Given exercise
Pull out every line of the data below that contains the string "fruit", matching case exactly.

Provided data
::::::

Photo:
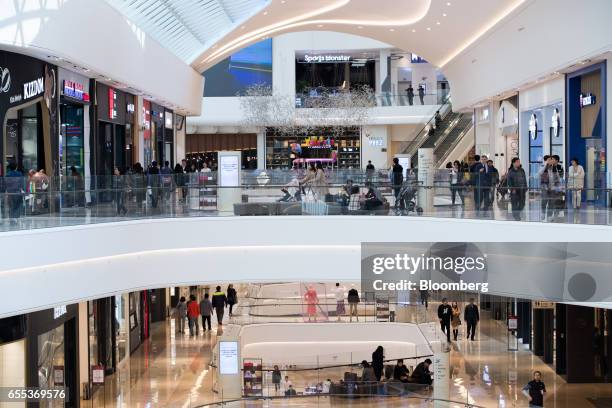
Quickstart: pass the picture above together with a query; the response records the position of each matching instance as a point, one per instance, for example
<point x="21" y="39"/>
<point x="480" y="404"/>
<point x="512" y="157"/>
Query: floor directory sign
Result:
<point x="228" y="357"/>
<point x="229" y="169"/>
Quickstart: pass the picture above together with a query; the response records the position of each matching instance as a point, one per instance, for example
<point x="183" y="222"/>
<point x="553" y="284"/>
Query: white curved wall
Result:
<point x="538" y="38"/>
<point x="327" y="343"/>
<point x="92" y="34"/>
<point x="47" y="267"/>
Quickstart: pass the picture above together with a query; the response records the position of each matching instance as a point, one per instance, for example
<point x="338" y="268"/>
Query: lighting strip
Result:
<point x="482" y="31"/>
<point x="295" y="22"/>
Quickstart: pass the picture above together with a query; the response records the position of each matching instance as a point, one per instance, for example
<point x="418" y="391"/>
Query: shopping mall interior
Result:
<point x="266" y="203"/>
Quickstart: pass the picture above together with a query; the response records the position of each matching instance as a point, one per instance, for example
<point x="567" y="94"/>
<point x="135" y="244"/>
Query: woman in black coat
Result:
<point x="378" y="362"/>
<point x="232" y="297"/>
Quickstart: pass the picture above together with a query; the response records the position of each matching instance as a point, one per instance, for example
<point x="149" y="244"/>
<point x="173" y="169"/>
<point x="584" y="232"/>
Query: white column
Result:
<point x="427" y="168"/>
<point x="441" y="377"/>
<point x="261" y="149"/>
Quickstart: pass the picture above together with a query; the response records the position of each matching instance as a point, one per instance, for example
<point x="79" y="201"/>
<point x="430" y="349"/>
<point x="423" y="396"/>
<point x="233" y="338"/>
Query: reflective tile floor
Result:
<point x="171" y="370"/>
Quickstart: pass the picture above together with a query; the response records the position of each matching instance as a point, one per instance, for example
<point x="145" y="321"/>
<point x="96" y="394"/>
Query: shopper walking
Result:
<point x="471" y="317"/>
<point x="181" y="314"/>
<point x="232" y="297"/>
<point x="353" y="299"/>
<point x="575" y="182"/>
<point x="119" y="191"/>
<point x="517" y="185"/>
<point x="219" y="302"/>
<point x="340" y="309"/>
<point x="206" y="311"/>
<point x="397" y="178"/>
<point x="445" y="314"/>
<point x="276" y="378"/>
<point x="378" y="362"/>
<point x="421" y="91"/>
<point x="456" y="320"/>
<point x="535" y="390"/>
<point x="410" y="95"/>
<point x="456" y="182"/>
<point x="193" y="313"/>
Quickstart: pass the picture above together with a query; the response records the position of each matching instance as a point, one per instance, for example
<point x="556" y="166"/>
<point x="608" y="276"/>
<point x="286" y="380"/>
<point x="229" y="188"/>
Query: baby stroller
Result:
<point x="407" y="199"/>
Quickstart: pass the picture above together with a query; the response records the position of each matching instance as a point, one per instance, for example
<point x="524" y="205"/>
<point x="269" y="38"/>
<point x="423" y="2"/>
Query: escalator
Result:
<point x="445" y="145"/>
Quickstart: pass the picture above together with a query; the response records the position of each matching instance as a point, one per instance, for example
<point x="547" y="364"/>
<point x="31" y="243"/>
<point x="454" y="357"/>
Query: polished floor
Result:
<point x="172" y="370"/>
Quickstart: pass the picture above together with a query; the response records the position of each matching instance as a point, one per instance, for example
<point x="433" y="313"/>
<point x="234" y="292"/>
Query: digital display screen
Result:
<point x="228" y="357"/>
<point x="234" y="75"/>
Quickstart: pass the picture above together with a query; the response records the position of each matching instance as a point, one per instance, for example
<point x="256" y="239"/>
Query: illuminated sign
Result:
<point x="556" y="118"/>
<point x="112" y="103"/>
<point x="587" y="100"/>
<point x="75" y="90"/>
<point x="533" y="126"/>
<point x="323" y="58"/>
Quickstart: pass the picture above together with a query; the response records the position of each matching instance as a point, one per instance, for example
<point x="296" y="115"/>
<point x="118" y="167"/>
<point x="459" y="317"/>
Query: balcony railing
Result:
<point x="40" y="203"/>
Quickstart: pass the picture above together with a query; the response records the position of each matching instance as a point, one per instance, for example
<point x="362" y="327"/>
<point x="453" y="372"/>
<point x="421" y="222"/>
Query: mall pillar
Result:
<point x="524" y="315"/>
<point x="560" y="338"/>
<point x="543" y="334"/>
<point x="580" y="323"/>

::::::

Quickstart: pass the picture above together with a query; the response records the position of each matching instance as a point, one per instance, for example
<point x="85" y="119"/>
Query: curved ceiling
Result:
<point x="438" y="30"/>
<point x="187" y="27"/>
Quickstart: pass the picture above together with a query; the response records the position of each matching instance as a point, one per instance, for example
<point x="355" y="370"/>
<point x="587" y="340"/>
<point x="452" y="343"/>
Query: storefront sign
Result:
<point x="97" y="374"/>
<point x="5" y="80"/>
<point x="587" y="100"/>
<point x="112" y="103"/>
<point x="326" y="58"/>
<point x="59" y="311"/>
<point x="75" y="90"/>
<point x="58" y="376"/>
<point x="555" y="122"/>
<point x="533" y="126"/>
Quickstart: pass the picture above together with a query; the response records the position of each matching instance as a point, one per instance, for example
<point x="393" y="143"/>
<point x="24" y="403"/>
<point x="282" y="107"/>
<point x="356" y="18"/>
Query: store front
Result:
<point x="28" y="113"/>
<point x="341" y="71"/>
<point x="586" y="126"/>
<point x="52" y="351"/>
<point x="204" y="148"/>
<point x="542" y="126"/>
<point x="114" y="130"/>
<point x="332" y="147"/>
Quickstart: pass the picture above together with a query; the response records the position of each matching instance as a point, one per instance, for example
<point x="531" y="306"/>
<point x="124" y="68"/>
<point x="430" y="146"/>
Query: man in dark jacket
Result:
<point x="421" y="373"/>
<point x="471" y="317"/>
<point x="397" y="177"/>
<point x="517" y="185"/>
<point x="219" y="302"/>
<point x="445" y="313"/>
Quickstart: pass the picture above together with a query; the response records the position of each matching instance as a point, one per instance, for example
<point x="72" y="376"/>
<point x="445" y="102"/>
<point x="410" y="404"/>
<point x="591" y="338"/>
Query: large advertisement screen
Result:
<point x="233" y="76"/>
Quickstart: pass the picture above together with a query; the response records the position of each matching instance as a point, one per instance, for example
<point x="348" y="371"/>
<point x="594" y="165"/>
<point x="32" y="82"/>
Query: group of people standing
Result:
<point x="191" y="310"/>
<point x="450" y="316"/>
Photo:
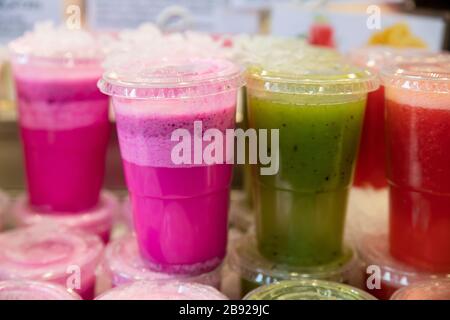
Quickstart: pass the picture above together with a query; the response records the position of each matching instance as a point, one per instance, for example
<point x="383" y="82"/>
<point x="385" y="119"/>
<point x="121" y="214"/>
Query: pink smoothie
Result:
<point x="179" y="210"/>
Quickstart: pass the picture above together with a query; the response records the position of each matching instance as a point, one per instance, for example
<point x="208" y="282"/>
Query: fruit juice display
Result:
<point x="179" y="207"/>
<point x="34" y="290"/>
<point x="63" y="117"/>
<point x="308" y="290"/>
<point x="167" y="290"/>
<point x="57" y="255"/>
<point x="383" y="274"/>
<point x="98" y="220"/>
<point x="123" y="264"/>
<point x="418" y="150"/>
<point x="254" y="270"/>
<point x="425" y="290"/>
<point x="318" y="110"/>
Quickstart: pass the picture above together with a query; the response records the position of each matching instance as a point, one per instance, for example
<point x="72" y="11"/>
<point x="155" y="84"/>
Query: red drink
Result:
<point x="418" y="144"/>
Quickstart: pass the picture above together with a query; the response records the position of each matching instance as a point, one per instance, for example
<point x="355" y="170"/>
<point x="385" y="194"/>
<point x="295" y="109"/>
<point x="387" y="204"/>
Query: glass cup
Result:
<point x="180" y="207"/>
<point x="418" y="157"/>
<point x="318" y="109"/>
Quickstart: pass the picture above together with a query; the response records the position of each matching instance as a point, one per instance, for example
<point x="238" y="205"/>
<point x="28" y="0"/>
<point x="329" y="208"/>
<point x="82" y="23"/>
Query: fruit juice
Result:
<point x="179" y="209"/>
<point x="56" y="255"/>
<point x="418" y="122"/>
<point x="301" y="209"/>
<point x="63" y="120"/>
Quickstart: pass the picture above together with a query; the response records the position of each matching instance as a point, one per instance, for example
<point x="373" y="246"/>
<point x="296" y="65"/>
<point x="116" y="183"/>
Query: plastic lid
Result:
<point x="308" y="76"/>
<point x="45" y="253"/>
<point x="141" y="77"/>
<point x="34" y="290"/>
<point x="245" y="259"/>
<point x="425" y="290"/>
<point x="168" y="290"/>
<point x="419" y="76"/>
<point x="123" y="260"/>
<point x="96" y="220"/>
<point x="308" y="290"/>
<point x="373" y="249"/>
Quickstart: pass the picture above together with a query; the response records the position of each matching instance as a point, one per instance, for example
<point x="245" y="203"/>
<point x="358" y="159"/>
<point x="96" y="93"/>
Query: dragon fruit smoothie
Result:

::::::

Answer
Query: fruit juice display
Query: fruit juice
Query: dragon fruit smoothie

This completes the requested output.